Could you write out the records again from the line containing "Target: plaid coat" through the end of the records, inclusive, swapping "boy's" for "child's" and leaving everything else unchanged?

-- PROVIDED INFORMATION --
================================

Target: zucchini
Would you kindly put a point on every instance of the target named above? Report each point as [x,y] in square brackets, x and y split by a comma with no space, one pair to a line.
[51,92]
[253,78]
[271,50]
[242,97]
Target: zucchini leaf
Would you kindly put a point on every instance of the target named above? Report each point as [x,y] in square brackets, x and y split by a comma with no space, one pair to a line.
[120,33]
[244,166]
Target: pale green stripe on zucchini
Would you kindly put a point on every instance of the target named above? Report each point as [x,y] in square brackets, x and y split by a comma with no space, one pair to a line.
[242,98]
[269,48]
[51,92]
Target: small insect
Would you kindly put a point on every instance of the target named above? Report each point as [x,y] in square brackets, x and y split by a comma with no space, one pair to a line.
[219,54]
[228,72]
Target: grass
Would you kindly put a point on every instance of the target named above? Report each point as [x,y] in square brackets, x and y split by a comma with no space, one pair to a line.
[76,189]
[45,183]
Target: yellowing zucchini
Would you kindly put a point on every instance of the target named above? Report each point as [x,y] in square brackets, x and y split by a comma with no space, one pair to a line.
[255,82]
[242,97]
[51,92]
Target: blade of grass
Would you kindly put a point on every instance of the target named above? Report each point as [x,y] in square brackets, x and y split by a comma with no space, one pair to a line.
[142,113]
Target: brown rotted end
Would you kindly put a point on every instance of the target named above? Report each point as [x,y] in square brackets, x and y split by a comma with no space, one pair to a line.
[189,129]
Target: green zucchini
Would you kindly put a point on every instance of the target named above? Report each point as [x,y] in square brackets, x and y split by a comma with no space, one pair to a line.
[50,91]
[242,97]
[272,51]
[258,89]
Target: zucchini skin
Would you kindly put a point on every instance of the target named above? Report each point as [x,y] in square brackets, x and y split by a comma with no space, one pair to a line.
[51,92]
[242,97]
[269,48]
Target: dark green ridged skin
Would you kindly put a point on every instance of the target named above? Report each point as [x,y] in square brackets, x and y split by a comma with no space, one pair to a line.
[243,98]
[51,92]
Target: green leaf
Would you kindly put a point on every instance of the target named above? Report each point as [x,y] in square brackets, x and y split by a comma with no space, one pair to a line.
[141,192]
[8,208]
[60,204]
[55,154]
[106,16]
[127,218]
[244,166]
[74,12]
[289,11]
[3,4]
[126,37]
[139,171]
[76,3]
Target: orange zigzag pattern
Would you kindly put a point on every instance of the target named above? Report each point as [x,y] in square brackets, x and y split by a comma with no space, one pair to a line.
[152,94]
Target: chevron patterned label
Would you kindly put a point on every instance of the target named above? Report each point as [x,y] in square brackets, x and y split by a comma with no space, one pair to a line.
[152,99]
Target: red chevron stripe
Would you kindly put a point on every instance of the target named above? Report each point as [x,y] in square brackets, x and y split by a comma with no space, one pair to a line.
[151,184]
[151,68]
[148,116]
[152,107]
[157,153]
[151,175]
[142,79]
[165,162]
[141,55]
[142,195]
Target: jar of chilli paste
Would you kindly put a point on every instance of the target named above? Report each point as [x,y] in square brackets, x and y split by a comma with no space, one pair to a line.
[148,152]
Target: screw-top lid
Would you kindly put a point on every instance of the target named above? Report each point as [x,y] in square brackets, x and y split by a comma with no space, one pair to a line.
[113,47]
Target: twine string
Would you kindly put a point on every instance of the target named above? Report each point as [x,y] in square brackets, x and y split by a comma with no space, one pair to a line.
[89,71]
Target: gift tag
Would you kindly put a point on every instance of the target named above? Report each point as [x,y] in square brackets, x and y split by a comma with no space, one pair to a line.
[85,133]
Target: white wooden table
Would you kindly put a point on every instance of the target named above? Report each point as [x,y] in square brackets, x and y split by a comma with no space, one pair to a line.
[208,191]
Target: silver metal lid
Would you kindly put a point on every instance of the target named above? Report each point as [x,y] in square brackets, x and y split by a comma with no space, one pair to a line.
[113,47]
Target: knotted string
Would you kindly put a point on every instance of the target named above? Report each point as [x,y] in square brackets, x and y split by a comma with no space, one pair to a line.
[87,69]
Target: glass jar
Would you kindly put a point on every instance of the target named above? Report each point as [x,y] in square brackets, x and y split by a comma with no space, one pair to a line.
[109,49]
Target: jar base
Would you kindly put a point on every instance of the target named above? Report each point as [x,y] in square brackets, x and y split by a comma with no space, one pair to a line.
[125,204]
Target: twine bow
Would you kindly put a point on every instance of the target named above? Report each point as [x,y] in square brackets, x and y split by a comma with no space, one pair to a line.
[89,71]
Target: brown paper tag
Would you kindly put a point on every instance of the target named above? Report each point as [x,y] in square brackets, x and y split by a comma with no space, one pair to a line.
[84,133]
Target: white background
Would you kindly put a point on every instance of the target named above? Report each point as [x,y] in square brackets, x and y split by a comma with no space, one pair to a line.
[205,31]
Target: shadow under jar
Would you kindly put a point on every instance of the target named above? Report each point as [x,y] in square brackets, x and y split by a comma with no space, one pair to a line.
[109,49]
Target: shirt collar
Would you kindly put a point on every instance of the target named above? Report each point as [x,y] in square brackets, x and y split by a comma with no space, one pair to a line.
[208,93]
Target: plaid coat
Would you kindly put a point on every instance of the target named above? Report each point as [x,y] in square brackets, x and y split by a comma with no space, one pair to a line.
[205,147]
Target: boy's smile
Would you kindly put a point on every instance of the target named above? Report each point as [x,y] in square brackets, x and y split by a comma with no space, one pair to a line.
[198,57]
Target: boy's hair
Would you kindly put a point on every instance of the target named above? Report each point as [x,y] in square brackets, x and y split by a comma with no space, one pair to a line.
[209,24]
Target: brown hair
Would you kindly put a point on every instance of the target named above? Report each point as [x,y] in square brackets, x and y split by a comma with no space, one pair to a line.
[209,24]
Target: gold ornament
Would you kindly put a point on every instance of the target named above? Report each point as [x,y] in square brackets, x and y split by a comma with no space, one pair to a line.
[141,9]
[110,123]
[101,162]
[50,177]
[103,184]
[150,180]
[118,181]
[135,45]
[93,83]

================================

-- SOLVED EXERCISE --
Target: plaid coat
Would you kindly put a point on every instance of the target named above? Report each point as [x,y] in square brackets, x and y split by a comma with no space, one pair to a line.
[205,147]
Target: child's smile
Would you kindly put a point on every instance of the target named above? Report each point as [x,y] in square brackets, x and y split by a comma with no space, one pair to a line.
[198,57]
Target: child's hair
Would you kindly put a point on every instance of the target named above? Report each point as [x,y] in square brackets, x and y split by a comma with no space, one pair to a line.
[209,24]
Target: brown hair
Would you kindly put a point on every instance of the target named above? Report each point as [x,y] in square brackets, x and y split by a comma with no space, one pair to a line.
[209,24]
Target: gold ornament
Would you kindly put a point on every instance of the target named above? Report each point as [x,y] in square brackets, x and y split by a comma with no space, one pair to a line.
[141,9]
[110,123]
[101,162]
[50,177]
[103,184]
[150,180]
[118,181]
[135,45]
[93,83]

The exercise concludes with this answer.